(58)【調査した分野】(Int.Cl.,DB名)
基板の周縁部の四方のうち、三方を支持することで該基板を立てた状態で収容し、該基板の残りの一方から当該基板を出し入れする収容部を、収容される該基板の板面と交差する交差方向に所定ピッチで複数設けた基板収容体への基板の収容を補助する基板収容体への基板収容補助装置であって、
螺旋状の溝部が外周面に形成され、正逆回転駆動されることにより上記基板収容体の一方の側から交差方向に沿って前進後進可能に設けられたシャフトを備え、
上記シャフトは、上記基板が上記収容部に順次収容されるときに回転しつつ前進して、該基板を上記溝部で保持することを特徴とする基板収容体への基板収容補助装置。
上記基板収容体は、上記基板の残りの一方の周縁部を着脱自在に保持する保持部材を備えることを特徴とする請求項1または2に記載の基板収容体への基板収容補助装置。
上記シャフトは、上記基板の板面に沿う方向に互いに間隔を隔てて複数設けられていることを特徴とする請求項1から3のいずれかの項に記載の基板収容体への基板収容補助装置。
□ □ □ □ □ □ □
* _課題内容 1_: 基板収容補助装置の抜粋を、「(58)【調査した分野】(Int.Cl.,DB名)」を含む語句から「3のいずれかの項に記載の基板収容体への基板収容補助装置。」までの範囲で書き直してください。その際、「シャフト」はすべて「ロッド」に差し替えてください。
* _課題内容 2_:
基板収容補助装置の抜粋について、次の問いに答えてください。
(a) 収容部は、基板の周縁部の四方のうちいくつを支持しますか？
(b) シャフトの外周面には何が形成されていますか？
(c) 保持部材は、基板のどの部分をどのように保持しますか？

* _表示データ_:
□ □ □ □ □ □ □
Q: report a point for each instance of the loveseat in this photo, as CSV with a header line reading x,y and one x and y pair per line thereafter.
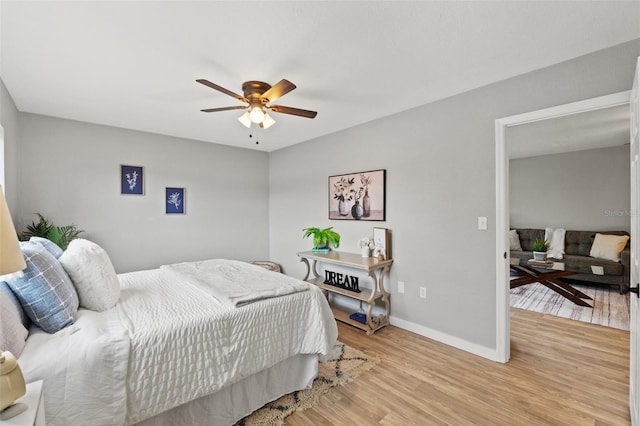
x,y
577,258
□ □ □ □ □ □ □
* _解答 1_:
(58)【調査した分野】(Int.Cl.,DB名)
基板の周縁部の四方のうち、三方を支持することで該基板を立てた状態で収容し、該基板の残りの一方から当該基板を出し入れする収容部を、収容される該基板の板面と交差する交差方向に所定ピッチで複数設けた基板収容体への基板の収容を補助する基板収容体への基板収容補助装置であって、
螺旋状の溝部が外周面に形成され、正逆回転駆動されることにより上記基板収容体の一方の側から交差方向に沿って前進後進可能に設けられたロッドを備え、
上記ロッドは、上記基板が上記収容部に順次収容されるときに回転しつつ前進して、該基板を上記溝部で保持することを特徴とする基板収容体への基板収容補助装置。
上記基板収容体は、上記基板の残りの一方の周縁部を着脱自在に保持する保持部材を備えることを特徴とする請求項1または2に記載の基板収容体への基板収容補助装置。
上記ロッドは、上記基板の板面に沿う方向に互いに間隔を隔てて複数設けられていることを特徴とする請求項1から3のいずれかの項に記載の基板収容体への基板収容補助装置。

* _解答 2_:
(a) 三方
(b) 螺旋状の溝部
(c) 基板の残りの一方の周縁部を着脱自在に保持する